__DATA TO EXAMINE__:
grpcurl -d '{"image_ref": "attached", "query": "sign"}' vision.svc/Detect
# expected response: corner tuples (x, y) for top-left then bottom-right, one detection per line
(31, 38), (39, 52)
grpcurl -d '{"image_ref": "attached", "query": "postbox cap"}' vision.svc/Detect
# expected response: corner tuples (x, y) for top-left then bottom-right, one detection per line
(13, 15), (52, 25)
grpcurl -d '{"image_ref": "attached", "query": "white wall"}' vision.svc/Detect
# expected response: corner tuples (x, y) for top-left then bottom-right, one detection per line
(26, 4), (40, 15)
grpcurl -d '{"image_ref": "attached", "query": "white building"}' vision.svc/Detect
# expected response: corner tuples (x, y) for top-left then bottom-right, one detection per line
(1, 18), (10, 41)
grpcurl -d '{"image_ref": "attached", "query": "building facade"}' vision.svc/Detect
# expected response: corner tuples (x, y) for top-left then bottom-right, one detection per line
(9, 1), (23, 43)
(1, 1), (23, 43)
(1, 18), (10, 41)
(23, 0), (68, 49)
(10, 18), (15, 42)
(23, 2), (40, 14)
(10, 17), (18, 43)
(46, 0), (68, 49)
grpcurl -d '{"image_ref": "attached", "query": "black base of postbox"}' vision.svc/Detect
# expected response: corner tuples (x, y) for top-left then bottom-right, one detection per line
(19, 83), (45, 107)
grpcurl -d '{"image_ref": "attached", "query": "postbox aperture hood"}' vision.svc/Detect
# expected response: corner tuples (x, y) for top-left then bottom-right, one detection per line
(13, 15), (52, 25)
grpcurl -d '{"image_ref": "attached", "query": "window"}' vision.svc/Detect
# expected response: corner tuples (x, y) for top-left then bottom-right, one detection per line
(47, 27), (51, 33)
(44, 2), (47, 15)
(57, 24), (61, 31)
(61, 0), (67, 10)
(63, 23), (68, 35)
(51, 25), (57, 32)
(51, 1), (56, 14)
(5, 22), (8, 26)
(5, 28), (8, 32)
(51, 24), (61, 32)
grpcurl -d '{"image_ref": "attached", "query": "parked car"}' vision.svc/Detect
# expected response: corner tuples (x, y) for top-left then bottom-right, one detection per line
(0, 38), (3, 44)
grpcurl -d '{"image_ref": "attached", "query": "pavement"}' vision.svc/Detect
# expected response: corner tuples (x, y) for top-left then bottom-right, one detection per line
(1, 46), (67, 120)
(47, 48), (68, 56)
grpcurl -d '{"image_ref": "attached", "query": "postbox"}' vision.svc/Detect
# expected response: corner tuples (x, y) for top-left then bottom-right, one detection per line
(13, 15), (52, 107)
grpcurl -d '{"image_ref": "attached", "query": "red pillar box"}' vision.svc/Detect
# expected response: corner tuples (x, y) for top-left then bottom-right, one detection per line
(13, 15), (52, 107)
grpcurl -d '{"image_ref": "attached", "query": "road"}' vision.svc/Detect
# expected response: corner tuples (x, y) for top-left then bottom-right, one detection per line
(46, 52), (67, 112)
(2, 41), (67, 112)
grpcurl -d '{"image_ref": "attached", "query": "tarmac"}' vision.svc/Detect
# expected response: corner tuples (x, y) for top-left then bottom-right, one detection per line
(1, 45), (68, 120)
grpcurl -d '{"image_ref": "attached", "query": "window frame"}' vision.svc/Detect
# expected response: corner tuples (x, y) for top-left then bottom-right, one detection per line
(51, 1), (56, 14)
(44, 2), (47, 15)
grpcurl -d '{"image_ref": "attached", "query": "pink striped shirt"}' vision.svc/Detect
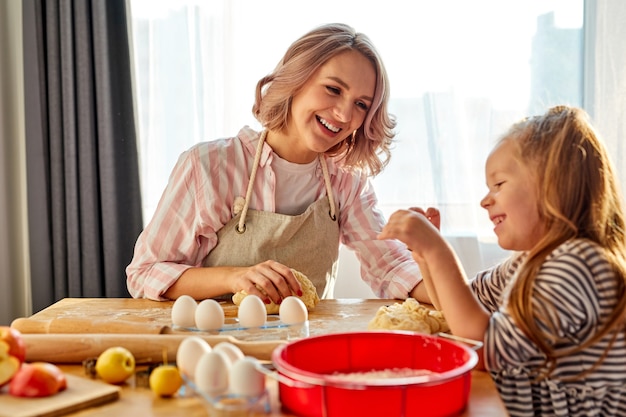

__EXERCISE AIM__:
Look over the entries above. Copy every line that contains the word "white".

__SOLUTION FOR THIS PROBLEM__:
grpcurl -d '{"image_ref": "attached", "query": "white wall"}' vision.svc/Detect
grpcurl -d '{"image_ref": "attached", "query": "white building"}' vision.svc/Detect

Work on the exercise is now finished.